How to complete this task:
Pick out every line in the items below that contains the string "clicks", where case counts, and copy each of those lines in full.

Data section:
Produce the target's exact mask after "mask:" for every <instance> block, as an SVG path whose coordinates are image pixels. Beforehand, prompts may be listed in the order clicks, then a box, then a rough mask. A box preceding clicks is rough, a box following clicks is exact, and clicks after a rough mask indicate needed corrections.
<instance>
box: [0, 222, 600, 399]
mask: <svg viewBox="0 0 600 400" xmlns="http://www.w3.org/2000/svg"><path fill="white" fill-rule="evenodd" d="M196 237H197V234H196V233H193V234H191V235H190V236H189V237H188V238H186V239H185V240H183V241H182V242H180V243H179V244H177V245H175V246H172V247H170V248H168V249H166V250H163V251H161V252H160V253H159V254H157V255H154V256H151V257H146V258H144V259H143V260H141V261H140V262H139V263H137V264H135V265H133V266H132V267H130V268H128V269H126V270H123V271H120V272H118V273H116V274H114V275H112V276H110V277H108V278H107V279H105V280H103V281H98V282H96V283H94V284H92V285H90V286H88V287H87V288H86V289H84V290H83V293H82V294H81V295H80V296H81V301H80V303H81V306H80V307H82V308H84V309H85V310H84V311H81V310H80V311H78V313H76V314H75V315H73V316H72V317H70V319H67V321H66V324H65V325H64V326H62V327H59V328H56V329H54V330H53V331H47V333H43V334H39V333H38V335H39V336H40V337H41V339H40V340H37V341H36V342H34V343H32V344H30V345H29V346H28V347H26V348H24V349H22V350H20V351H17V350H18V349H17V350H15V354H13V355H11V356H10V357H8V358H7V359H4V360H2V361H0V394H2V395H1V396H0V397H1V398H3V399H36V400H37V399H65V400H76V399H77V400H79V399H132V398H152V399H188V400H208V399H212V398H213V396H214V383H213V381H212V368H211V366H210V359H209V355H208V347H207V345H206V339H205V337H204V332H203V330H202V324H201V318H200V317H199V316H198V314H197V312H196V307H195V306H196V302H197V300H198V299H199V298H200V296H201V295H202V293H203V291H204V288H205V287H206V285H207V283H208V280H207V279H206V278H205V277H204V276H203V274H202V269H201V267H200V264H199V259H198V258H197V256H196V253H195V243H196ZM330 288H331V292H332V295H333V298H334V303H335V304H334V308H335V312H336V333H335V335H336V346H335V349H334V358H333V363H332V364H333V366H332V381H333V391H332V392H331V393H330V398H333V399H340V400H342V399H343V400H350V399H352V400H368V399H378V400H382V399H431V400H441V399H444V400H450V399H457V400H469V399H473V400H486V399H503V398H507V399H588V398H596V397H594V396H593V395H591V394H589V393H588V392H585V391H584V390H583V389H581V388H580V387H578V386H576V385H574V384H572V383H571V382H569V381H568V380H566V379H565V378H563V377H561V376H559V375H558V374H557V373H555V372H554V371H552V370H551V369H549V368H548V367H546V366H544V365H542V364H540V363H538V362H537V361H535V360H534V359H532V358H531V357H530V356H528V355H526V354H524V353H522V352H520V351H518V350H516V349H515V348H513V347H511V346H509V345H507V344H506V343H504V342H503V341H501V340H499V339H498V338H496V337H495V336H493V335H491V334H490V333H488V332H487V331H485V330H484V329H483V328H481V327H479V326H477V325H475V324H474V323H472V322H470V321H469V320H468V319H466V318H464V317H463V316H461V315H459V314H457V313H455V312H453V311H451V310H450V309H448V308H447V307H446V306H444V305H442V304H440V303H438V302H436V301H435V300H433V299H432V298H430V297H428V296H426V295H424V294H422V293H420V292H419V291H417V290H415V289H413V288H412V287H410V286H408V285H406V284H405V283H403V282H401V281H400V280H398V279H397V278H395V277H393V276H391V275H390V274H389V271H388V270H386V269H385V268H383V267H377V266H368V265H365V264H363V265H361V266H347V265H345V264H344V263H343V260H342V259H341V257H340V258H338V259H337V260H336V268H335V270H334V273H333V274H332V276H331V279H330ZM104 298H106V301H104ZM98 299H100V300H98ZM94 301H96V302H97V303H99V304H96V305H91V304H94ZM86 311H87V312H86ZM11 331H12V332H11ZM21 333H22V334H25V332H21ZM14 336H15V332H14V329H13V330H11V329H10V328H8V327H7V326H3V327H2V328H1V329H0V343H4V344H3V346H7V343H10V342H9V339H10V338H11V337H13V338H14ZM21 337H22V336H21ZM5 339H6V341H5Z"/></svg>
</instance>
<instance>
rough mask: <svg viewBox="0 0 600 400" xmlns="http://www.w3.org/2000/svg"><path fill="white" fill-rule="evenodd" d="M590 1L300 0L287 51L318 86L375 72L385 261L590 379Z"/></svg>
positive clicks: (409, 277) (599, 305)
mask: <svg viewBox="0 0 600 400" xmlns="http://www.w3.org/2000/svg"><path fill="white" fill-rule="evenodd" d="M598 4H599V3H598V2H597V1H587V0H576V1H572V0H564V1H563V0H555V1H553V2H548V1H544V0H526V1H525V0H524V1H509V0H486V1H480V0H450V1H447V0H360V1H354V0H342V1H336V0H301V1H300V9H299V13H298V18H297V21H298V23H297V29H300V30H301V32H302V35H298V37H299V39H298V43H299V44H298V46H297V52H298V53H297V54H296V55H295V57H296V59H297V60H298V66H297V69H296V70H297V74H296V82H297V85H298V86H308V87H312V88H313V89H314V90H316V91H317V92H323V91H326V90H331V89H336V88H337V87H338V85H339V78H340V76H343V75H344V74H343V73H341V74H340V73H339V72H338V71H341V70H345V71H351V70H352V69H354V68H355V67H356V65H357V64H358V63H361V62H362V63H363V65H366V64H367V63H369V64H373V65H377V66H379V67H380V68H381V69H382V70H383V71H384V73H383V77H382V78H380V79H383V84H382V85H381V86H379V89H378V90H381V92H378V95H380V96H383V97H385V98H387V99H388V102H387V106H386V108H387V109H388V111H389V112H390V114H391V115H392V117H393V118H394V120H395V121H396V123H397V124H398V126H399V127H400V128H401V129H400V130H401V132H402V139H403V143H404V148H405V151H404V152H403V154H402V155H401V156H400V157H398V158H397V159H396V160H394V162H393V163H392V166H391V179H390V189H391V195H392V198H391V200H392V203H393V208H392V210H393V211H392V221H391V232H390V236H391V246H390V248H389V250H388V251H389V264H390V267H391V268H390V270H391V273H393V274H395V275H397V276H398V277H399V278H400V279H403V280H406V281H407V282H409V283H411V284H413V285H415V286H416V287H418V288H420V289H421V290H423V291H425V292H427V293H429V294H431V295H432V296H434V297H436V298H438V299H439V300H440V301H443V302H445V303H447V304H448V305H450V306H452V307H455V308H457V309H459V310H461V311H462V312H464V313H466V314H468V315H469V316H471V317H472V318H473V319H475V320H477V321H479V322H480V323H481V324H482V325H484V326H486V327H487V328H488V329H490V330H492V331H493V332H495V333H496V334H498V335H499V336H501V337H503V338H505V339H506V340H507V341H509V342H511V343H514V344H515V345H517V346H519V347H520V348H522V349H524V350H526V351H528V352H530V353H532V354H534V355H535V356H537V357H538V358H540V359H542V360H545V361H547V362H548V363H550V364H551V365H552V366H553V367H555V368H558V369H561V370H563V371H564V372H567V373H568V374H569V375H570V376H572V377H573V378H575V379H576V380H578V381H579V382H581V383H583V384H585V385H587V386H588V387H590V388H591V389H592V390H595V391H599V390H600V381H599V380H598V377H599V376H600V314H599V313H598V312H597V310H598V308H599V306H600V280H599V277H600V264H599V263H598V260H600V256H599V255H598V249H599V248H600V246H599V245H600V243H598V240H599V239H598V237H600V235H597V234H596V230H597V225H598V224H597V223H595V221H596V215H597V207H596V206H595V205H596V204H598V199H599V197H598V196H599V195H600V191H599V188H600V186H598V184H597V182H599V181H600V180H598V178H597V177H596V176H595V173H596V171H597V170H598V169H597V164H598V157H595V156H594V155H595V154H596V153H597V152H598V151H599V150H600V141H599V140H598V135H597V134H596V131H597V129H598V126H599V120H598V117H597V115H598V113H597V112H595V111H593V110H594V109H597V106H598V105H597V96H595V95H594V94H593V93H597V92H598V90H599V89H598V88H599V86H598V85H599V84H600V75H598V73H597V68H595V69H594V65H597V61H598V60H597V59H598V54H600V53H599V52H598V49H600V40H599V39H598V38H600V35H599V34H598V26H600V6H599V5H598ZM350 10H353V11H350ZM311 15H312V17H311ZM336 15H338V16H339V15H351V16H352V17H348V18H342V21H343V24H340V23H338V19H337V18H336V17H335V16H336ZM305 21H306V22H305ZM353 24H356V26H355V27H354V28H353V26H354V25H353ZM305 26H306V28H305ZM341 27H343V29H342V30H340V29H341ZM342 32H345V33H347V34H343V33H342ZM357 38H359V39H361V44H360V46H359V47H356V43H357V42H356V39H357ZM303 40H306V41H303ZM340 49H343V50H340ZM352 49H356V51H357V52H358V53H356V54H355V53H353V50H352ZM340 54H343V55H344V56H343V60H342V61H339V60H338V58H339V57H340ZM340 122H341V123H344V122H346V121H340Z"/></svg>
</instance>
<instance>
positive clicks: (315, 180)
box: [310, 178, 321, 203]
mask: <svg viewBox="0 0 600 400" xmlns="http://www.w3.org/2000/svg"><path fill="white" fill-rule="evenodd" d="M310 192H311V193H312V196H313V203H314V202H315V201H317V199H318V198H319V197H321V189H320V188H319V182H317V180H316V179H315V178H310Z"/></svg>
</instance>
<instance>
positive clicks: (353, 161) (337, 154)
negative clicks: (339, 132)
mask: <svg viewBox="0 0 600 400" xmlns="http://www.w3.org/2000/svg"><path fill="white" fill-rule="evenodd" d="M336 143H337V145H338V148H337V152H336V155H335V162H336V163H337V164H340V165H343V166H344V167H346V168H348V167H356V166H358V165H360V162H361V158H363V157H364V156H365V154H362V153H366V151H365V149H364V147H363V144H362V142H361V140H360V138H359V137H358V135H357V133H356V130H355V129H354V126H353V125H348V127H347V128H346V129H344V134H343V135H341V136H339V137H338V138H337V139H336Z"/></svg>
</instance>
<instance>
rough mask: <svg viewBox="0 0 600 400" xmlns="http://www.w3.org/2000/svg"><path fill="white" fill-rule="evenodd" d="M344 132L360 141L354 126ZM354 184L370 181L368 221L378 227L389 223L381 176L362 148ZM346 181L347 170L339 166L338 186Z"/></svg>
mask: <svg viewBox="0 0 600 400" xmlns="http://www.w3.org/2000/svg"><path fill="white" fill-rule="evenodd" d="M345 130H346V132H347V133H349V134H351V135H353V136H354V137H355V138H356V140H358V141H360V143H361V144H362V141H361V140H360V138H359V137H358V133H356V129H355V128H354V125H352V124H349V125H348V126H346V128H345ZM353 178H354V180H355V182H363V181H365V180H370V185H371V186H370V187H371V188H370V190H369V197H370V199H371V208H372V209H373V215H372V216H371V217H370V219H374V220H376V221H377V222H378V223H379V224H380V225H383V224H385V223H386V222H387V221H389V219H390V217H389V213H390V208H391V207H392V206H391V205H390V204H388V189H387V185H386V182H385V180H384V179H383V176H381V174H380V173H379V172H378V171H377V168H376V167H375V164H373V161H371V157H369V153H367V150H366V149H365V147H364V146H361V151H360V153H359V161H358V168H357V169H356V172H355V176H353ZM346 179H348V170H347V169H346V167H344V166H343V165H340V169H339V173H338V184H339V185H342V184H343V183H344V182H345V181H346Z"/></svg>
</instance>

Expected output:
Produce the target's exact mask after "mask:" for every <instance> block, as an SVG path whose coordinates are image pixels. Beforehand, prompts may be listed in the order clicks, then a box, then a rough mask. A box preceding clicks is rough, a box following clicks is exact, and clicks after a rough mask indicate needed corrections.
positive clicks: (409, 277) (599, 305)
positive clicks: (315, 180)
positive clicks: (353, 161) (337, 154)
negative clicks: (339, 132)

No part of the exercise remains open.